Tally how many lines of the records below contain the string "white", and reply with that number alone.

* Begin DATA SHOWN *

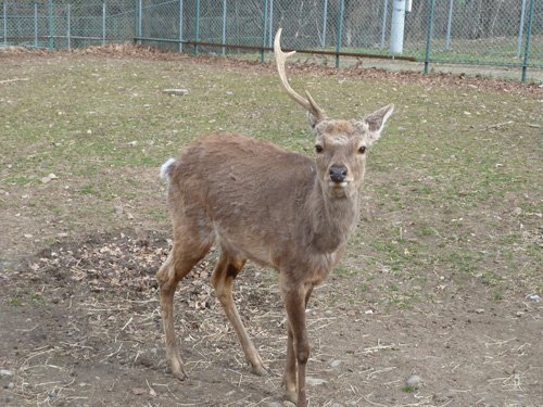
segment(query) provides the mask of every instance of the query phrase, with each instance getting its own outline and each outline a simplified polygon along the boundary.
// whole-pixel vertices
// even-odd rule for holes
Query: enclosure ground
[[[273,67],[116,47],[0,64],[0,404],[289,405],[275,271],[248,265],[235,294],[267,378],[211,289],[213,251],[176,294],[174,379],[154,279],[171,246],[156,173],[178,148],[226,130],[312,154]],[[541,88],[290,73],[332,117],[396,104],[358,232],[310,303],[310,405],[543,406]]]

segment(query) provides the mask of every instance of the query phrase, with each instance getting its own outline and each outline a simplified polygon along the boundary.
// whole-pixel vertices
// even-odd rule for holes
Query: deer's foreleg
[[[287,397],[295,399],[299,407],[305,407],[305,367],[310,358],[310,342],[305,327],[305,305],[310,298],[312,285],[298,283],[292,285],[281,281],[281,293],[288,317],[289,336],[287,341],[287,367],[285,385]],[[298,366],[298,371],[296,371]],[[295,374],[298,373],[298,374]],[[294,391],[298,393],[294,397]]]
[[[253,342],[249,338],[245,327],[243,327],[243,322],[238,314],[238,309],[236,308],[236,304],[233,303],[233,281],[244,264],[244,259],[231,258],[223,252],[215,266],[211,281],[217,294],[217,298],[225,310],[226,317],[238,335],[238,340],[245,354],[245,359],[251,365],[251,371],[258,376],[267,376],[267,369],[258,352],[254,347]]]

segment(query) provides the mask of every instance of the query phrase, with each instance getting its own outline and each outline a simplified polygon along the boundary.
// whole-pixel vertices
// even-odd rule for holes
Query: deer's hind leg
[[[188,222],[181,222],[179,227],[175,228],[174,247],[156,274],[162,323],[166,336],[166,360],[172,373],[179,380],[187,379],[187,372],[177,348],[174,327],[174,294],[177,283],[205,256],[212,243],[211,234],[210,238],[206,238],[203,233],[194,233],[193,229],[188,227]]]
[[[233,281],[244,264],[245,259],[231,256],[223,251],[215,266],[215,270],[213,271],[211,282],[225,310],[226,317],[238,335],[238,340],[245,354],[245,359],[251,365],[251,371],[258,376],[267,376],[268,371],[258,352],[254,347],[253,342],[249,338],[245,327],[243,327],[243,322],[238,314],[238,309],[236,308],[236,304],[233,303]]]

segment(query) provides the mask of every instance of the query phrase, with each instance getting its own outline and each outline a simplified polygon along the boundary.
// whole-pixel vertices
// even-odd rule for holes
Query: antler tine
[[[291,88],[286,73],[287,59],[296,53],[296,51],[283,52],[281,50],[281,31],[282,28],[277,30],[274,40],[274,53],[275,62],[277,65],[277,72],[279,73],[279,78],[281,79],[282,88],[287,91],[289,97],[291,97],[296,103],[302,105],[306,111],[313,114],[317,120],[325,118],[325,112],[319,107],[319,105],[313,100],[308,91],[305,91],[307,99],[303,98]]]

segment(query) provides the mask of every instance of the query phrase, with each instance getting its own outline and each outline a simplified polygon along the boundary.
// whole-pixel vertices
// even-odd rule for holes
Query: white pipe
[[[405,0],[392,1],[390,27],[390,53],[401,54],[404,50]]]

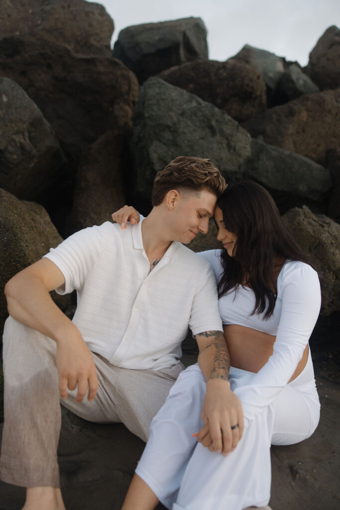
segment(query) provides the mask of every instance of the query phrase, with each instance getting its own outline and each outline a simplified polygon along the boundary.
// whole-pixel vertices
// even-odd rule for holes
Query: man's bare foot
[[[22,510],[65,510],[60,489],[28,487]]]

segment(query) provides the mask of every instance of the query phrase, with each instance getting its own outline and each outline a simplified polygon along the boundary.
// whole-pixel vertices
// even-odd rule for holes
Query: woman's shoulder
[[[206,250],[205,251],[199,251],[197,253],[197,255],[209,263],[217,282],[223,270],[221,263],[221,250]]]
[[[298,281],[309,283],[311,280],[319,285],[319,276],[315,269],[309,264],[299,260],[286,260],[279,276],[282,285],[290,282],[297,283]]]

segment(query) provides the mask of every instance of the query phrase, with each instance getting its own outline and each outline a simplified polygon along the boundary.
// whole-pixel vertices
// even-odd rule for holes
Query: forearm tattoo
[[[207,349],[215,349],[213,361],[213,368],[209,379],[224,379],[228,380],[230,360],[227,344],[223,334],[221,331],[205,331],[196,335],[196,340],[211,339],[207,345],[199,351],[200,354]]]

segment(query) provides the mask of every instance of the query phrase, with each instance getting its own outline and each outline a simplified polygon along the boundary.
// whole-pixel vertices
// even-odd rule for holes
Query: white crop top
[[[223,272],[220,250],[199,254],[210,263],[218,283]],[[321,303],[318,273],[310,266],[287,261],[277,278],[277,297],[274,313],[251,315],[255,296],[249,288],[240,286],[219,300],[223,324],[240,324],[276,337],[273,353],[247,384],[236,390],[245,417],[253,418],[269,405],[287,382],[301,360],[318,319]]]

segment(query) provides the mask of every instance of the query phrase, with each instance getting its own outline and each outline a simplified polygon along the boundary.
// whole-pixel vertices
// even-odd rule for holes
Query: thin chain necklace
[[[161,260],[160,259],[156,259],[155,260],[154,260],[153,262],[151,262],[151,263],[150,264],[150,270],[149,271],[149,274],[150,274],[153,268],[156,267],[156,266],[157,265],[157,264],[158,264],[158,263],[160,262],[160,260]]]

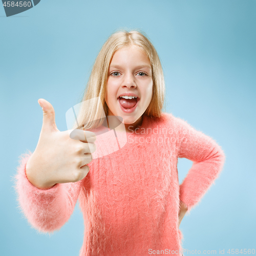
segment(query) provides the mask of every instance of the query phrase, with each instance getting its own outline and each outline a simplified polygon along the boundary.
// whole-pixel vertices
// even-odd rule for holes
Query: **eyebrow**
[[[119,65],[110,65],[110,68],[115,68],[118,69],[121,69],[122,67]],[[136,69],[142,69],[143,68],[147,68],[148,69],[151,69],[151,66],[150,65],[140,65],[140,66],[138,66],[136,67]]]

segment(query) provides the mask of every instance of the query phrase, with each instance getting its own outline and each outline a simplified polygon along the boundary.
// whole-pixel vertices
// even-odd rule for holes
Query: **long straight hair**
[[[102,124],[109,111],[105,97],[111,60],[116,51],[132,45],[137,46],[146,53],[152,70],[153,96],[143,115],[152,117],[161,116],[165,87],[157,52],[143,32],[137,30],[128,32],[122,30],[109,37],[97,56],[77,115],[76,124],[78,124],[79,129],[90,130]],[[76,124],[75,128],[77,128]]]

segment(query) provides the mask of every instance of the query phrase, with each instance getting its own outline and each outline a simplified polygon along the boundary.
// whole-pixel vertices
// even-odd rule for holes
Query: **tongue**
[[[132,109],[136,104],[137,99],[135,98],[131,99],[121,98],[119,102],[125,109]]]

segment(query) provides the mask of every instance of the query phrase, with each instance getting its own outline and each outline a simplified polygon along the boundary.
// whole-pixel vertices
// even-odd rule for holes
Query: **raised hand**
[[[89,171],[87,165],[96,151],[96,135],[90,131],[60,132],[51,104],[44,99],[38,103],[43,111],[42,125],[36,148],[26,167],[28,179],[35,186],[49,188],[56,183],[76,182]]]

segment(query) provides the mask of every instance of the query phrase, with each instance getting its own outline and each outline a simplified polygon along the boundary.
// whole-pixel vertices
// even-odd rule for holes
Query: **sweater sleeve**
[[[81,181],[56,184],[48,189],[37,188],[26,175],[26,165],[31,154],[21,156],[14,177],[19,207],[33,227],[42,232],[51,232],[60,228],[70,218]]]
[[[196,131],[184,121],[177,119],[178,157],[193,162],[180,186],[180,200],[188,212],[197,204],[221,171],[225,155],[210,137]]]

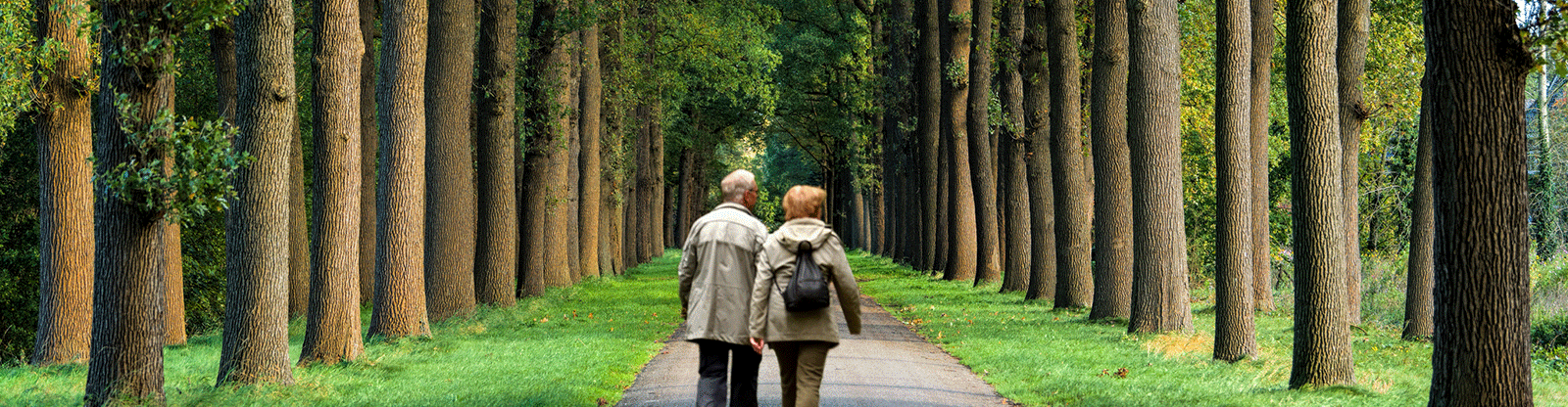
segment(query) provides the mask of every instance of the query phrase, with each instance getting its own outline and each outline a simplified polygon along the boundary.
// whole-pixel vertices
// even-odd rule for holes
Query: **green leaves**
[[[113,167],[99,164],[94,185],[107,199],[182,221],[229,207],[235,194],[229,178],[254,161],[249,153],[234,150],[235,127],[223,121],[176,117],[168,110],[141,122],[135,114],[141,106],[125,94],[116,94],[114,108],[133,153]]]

* End DATA SHOWN *

■ **CORRECT RESULT**
2